SEITENAUSZUG:
----------------

Gemma, die drei Jahre jünger ist (aber in dieselbe, jahrgangsgemischte Klasse wie Jayne geht), betont: „Ich glaube, Freiheit ist sehr wichtig beim Lernen. Natürlich braucht man gewisse Regeln und braucht auch Anweisungen, gerade am Anfang. Ansonsten finde ich es wichtig, dass man wirklich selbst entscheiden kann, wann und wie man sich am wohlsten fühlt mit dem, was man lernt.“ Laura Millmann, Andrej Priboschek, Agentur für Bildungsjournalismus
Hier gibt es weitere Informationen zum Bürgerrat Bildung und Lernen.
Die Kinder und Jugendlichen im Bürgerrat Bildung und Lernen haben einen offenen Brief verfasst, den wir im Folgenden im Wortlaut dokumentieren:
„Hallo,
das ist ein offener Brief – und er geht raus an all die, die darüber bestimmen, wie Bildung und Schule in Deutschland aussehen: die Politik, die Verwaltungen, die Schulleitungen … Seit dem Beginn der Corona-Pandemie haben wir Schüler*innen gemacht, was ihr von uns verlangt habt: Wir haben verzichtet und zurückgesteckt. Lernen wurde unter diesen Bedingungen noch schwieriger. Wäre es jetzt nicht fair, wenn ihr im Gegenzug uns mal zuhören würdet!? Denn sind wir ehrlich, in Sachen Bildung und Schule sieht es bei uns nicht besonders toll aus. Studien haben das gerade wieder gezeigt. Wir Schüler*innen müssen aber keine Studien lesen, um zu wissen, wo es hakt.

----------------

AUSGANGSDATEN:
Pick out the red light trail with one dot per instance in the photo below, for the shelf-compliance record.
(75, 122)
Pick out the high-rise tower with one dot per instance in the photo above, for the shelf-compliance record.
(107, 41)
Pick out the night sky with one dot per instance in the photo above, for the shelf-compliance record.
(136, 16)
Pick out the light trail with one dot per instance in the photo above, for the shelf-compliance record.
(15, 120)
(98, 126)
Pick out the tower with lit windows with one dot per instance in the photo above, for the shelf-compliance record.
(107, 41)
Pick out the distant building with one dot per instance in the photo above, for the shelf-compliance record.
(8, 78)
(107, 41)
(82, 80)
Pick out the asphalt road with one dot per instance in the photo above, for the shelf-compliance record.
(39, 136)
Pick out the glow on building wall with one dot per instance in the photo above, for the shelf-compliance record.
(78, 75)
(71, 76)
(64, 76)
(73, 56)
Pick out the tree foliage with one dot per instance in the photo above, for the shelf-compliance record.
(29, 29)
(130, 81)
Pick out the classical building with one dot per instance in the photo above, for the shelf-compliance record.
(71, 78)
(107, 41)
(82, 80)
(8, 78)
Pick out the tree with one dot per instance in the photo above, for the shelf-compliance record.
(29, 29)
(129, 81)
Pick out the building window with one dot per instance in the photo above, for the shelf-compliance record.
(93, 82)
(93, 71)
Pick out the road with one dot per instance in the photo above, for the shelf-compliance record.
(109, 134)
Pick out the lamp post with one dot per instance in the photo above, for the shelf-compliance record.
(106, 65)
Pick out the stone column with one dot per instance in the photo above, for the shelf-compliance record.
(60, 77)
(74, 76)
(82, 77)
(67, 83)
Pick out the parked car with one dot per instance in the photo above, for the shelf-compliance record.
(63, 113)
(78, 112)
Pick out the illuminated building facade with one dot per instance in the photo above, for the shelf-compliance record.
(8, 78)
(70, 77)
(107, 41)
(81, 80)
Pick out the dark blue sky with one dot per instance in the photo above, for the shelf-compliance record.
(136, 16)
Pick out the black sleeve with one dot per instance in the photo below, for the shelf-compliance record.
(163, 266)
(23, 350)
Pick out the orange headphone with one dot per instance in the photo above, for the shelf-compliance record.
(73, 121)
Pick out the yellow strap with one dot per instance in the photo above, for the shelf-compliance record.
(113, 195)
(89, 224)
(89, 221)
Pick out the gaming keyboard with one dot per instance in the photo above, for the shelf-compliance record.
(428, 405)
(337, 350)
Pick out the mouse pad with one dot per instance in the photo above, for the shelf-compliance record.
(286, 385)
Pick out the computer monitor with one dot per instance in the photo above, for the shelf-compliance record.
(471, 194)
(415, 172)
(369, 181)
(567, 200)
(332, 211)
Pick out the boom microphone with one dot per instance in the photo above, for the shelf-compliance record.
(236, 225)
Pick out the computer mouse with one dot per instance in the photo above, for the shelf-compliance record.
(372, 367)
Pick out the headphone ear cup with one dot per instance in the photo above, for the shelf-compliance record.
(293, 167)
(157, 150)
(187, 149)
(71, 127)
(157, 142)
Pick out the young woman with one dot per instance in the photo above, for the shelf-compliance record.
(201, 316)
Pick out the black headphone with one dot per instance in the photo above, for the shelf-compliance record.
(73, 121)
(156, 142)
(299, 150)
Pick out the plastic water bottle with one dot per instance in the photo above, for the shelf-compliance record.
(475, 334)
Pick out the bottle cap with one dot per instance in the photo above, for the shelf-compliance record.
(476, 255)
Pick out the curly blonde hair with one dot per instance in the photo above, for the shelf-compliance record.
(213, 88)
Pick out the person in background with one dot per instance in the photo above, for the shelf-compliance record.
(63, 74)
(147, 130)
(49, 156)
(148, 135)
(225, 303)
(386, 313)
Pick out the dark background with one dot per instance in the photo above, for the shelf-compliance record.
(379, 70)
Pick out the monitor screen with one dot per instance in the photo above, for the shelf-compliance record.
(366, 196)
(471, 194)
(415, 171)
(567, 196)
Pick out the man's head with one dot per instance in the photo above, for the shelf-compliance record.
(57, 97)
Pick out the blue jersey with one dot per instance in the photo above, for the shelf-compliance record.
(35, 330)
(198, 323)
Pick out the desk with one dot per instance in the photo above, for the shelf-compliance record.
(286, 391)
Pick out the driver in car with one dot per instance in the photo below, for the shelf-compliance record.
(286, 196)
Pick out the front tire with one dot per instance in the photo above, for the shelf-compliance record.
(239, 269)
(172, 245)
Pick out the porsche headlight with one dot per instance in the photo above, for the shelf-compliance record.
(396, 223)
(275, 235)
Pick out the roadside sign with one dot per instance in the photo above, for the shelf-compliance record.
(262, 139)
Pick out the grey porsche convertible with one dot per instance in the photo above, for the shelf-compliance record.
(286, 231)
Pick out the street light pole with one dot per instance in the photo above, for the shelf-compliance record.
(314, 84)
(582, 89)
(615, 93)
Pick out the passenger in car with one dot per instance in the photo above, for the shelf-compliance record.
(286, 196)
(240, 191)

----------------

ARBEITSAUFTRÄGE:
1 > Um wie viele Jahre ist Gemma laut dem Seitenauszug jünger als Jayne?
2 > Gib aus dem Seitenauszug den Abschnitt von „Gemma, die drei“ bis einschließlich „Bildung und Lernen.“ wortgetreu wieder.
Die Datensätze sind eigenständiges Material und gehören nicht zum Seitenauszug.

LÖSUNGEN:
1 > Um drei Jahre.

2 >
Gemma, die drei Jahre jünger ist (aber in dieselbe, jahrgangsgemischte Klasse wie Jayne geht), betont: „Ich glaube, Freiheit ist sehr wichtig beim Lernen. Natürlich braucht man gewisse Regeln und braucht auch Anweisungen, gerade am Anfang. Ansonsten finde ich es wichtig, dass man wirklich selbst entscheiden kann, wann und wie man sich am wohlsten fühlt mit dem, was man lernt.“ Laura Millmann, Andrej Priboschek, Agentur für Bildungsjournalismus
Hier gibt es weitere Informationen zum Bürgerrat Bildung und Lernen.